» What you will do
Look through the records below, and whenever a line contains "flower", copy it.

» Supplied data

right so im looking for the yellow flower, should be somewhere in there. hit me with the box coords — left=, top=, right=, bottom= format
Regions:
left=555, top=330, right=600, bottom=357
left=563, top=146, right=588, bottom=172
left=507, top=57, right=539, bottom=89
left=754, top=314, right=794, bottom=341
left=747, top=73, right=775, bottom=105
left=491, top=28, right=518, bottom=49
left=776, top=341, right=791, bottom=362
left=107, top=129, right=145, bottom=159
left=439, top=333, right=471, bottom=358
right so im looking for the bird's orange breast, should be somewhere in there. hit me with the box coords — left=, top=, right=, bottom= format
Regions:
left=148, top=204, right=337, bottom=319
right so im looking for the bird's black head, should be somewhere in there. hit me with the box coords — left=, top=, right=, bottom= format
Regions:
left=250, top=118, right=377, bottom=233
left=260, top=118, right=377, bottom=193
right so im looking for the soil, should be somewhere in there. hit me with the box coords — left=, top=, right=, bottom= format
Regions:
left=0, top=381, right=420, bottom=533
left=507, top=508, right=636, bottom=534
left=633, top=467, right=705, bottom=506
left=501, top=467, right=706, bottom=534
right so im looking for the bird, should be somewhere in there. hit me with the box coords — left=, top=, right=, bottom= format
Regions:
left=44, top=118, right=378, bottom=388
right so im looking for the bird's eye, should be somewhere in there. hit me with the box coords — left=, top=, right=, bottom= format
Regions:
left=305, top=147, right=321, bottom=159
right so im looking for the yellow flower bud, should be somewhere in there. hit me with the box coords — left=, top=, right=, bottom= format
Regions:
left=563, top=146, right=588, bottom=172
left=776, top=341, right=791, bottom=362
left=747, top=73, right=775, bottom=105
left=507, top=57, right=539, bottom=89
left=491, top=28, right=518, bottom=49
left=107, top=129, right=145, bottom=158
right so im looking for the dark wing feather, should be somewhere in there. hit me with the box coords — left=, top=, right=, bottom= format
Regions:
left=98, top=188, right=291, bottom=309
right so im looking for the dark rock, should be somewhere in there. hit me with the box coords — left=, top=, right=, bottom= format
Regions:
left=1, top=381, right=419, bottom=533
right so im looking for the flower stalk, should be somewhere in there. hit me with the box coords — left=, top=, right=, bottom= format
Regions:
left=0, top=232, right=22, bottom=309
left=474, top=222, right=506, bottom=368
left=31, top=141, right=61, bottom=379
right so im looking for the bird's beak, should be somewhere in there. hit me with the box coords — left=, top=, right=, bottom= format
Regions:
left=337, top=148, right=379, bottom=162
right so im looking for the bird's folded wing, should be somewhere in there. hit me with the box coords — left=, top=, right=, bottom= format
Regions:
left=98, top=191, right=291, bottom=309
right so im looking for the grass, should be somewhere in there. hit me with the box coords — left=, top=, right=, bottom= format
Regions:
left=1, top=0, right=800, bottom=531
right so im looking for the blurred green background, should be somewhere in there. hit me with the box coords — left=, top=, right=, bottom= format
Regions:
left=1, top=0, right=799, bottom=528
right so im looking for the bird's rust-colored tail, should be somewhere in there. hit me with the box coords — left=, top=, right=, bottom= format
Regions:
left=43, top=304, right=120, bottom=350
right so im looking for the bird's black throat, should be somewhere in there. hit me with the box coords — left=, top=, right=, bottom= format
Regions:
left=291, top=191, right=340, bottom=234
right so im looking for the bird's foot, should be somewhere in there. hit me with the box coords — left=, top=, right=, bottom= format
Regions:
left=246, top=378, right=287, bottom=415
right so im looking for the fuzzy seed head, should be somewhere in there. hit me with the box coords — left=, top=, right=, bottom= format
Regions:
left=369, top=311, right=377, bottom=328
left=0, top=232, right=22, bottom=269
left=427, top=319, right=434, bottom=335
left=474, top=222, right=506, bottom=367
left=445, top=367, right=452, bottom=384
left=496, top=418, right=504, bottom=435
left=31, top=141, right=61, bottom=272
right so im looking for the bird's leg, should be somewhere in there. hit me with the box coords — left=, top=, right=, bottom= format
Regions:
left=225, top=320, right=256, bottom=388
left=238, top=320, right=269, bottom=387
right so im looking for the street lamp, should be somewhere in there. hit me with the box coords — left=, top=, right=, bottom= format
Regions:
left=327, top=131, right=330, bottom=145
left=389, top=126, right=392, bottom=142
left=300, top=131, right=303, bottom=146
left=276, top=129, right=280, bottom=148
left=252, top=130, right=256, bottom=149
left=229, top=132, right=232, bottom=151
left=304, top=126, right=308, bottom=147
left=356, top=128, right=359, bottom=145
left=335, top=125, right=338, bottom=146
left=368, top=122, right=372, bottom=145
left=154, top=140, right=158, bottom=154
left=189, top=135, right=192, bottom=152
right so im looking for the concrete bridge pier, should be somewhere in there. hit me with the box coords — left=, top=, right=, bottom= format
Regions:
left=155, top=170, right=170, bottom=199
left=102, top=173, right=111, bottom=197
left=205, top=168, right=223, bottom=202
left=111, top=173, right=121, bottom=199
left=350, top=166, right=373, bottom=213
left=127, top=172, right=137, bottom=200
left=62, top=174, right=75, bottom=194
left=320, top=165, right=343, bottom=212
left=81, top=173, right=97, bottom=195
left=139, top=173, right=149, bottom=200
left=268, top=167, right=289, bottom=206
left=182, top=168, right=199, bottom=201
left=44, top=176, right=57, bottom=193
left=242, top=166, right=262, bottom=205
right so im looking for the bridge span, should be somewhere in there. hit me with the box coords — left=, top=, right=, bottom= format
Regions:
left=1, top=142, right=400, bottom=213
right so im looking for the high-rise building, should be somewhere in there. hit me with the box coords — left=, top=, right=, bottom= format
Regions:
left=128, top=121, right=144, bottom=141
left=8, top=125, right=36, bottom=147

» Task solution
right so im looking for the yellow flower, should be somewhere in there. hit me with the box coords — left=, top=, right=, bottom= format
right so im looking for the yellow flower bud, should be somewhere in there. hit me with the box coords — left=, top=, right=, bottom= format
right so im looking for the flower stalk, should be somewhere in there. hit me with the box coords — left=, top=, right=, bottom= format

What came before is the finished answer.